Records from a data collection
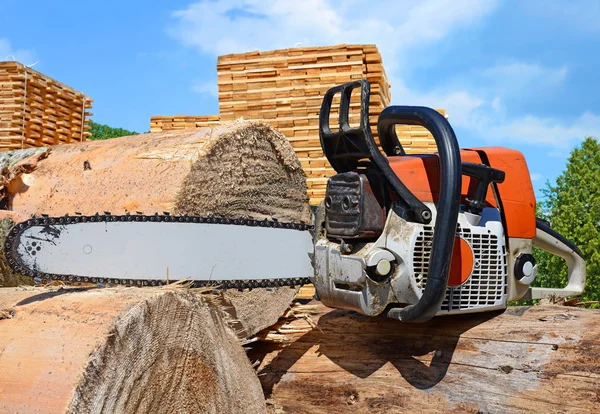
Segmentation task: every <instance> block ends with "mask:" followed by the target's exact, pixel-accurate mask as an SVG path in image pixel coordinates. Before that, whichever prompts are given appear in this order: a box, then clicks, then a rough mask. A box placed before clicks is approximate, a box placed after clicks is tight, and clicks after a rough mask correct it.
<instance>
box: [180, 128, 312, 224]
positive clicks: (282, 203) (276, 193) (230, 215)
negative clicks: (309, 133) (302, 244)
mask: <svg viewBox="0 0 600 414" xmlns="http://www.w3.org/2000/svg"><path fill="white" fill-rule="evenodd" d="M203 151H204V153H205V155H204V156H202V157H200V158H199V159H198V160H197V161H196V162H195V163H194V165H193V166H192V168H191V170H190V173H189V175H188V176H187V177H186V179H185V180H184V183H183V185H182V186H181V189H180V191H179V194H178V196H177V201H176V204H175V213H176V214H196V215H201V214H206V212H211V213H212V214H215V215H218V216H222V217H228V218H236V217H249V218H255V219H264V218H275V219H278V220H280V221H294V222H299V221H303V222H306V223H307V222H309V221H310V212H309V207H308V197H307V195H306V176H305V174H304V172H303V170H302V168H301V166H300V162H299V161H298V159H297V158H296V155H295V154H294V151H293V150H292V148H291V146H290V144H289V143H288V142H287V140H286V138H285V136H284V135H283V134H281V133H280V132H278V131H275V130H274V129H273V128H272V127H270V126H268V125H266V124H263V123H258V122H252V123H243V124H239V126H238V127H237V128H234V129H232V130H230V131H228V132H226V133H221V134H219V135H217V136H215V137H211V138H210V139H209V140H208V141H207V143H206V144H205V146H204V147H203Z"/></svg>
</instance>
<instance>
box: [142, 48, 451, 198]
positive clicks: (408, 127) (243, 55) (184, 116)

#### TASK TO COMPLETE:
With the line containing "box: [142, 48, 451, 198]" as the first, output each line through the final line of the entries above, exactly.

#### SOLVED PROBLEM:
box: [142, 48, 451, 198]
positive clicks: (408, 127) (243, 55) (184, 116)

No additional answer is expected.